[Problem requirements]: Turn the whole listing below into a numbered list with one line per number, skipping blank lines. Leave the pictures out of your answer.

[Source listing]
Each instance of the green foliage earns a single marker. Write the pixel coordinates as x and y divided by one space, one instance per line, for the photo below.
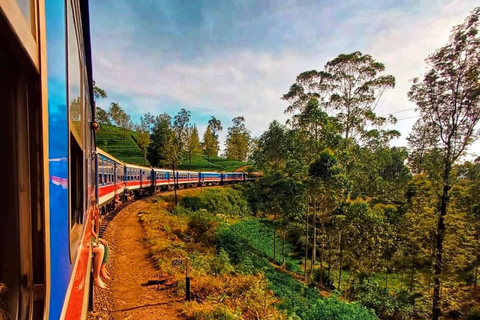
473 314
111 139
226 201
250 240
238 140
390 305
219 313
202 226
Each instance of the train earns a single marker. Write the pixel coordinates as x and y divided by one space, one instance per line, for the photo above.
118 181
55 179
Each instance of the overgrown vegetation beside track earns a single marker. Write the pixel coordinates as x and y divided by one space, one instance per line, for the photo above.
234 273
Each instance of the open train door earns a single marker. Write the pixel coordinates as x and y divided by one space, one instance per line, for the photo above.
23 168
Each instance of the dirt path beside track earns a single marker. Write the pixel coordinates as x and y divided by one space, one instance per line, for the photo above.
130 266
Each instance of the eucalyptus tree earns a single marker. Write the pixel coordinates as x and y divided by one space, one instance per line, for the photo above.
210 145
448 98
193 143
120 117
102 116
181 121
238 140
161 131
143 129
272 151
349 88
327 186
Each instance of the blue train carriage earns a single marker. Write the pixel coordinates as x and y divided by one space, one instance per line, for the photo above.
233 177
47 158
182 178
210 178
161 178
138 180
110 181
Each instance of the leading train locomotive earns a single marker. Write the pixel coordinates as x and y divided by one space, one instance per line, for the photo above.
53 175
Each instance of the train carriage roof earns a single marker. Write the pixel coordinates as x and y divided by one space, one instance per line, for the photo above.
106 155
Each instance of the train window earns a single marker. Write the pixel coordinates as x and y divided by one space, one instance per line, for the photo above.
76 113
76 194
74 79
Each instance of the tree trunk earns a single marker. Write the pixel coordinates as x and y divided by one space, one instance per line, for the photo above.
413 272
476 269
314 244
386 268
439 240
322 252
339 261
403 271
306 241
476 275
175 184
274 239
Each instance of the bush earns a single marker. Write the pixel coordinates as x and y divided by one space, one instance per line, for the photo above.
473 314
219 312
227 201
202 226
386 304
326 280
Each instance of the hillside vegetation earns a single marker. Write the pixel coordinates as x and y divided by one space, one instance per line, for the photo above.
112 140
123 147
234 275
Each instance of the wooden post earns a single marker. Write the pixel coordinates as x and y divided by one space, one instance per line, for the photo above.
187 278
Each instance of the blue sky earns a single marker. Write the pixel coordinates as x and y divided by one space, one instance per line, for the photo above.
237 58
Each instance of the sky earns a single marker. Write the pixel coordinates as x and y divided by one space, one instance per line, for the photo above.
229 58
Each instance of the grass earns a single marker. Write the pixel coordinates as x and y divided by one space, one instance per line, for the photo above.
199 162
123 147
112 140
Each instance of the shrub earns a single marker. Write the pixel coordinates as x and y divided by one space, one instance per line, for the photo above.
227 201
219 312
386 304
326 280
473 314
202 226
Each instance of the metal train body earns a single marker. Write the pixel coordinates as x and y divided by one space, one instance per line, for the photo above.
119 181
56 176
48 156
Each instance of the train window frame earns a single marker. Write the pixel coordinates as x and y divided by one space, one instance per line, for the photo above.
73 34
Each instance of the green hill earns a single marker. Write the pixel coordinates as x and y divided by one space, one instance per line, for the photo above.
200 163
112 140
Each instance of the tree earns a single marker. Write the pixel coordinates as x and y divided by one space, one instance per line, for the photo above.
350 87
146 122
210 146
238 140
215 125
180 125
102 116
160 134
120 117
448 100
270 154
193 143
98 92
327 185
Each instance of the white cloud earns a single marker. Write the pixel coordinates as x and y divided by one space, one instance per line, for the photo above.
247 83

[Solution to this task]:
1. Each instance of the green foliage earns a single marker. Write the pixel coordinates as x and y divided by one space, one instance per line, for the photo below.
2. 473 314
3. 111 139
4. 226 201
5. 250 240
6. 238 140
7. 390 305
8. 219 313
9. 202 226
10. Each instance of the train earns a single marker. Write the pixel coordinates as x and y divided by one space, one instance per line, for the photo above.
11. 118 181
12. 55 179
13. Each instance of the overgrown vegetation beside track earns a single marker. Write the pixel coordinates as x and y divided by one space, one instance per line, for the photo above.
14. 234 273
15. Each instance of the open train door earns a single marker. Write the pixel coordinates as x and y divided by one space, one instance per line, for the photo above.
16. 23 168
17. Each instance of the dirt path beside track earns a single marker. Write the pixel coordinates as x and y divided by one space, one instance per line, for the photo above.
18. 130 266
19. Each instance of the eucalyptus tree earns a single marker. Write the pixel coordinates as x and y divided by one space, one instance per line, for the photo above.
20. 210 145
21. 448 98
22. 193 143
23. 120 117
24. 102 116
25. 181 121
26. 238 140
27. 161 131
28. 143 129
29. 272 151
30. 349 88
31. 327 186
32. Each instance of the blue train carriage earns a single marker. Write the pixel coordinates as x and y divided by one space, one instance per line, for the photo above.
33. 233 177
34. 47 158
35. 182 178
36. 210 178
37. 161 178
38. 138 180
39. 110 181
40. Each instance of the leading train locomotive earns a single marker. Write the pixel coordinates as x and y divided by one space, one instance per line, for the photo above.
41. 53 175
42. Each instance of the train carriage roof earns a single marker. Write the pixel coordinates as x and y divided by one space, one instance per line, for the photo above.
43. 106 155
44. Each instance of the train window earns a single marker. Write the pixel coordinates as x and y divided by one space, one instance per line, for the photo above.
45. 76 113
46. 76 194
47. 74 79
48. Each instance of the tree trunk earns a single marker. Write the pixel coordinates as x and y divided by one space, one instance per line, for the photo above.
49. 413 272
50. 476 269
51. 314 244
52. 386 268
53. 439 240
54. 322 252
55. 339 261
56. 403 271
57. 306 241
58. 476 275
59. 175 184
60. 274 239
61. Each instance of the bush earns a single marker. Write the pixel coordinates as x and y divided by one space, one instance per line, for the photo above.
62. 473 314
63. 219 312
64. 227 201
65. 202 226
66. 386 304
67. 326 280
68. Each instance of the hillside vegetation earns a single marker. Write the pixel coordinates as x and y divided by one space, one instance per line, for the photo above.
69. 112 140
70. 123 147
71. 234 275
72. Each instance of the wooden post earns a single marker. Write the pixel coordinates as x and y divided by one space, one instance per line, for the photo above.
73. 187 278
74. Each instance of the blue sky earns a single marker. Write the pixel coordinates as x and y divided by one space, one instance per line, for the photo above.
75. 237 58
76. Each instance of the sky earns a single marker. Write the pixel coordinates as x and y divided by one space, one instance per line, for the photo above.
77. 229 58
78. Each instance of the grass earns a single marker. Write the pixel coordinates as x and y divided by one space, one instance per line, for the photo above.
79. 199 162
80. 123 147
81. 112 140
82. Each instance of the shrub earns a single marker. Write the pixel coordinates as x and y divided by one space, one instance per line, for the photo above.
83. 227 201
84. 219 312
85. 386 304
86. 326 280
87. 473 314
88. 202 226
89. Each instance of the metal train body earns a single marker. Write the pixel coordinates as x and y divided by one space, one instance per line, for the photo above.
90. 119 181
91. 56 176
92. 48 156
93. Each instance of the train window frame earns a single marker. Write the pixel coordinates as x and y divided by one space, one instance per line, for the photo above.
94. 73 34
95. Each instance of the green hill earns a single marker. Write the pixel coordinates as x and y divided by one space, one instance per line, for the photo above.
96. 200 163
97. 112 140
98. Each instance of the tree earns a single marker. Write the pixel coordinates as x and y divided by one space, one instance per line, for the photo above.
99. 350 87
100. 146 122
101. 210 146
102. 238 140
103. 215 125
104. 180 125
105. 102 116
106. 160 134
107. 120 117
108. 448 100
109. 270 154
110. 193 143
111. 98 92
112. 327 185
113. Each instance of the white cloud earns a single marker. Write the pixel coordinates as x and y divided by one space, one instance per line, for the photo above.
114. 247 83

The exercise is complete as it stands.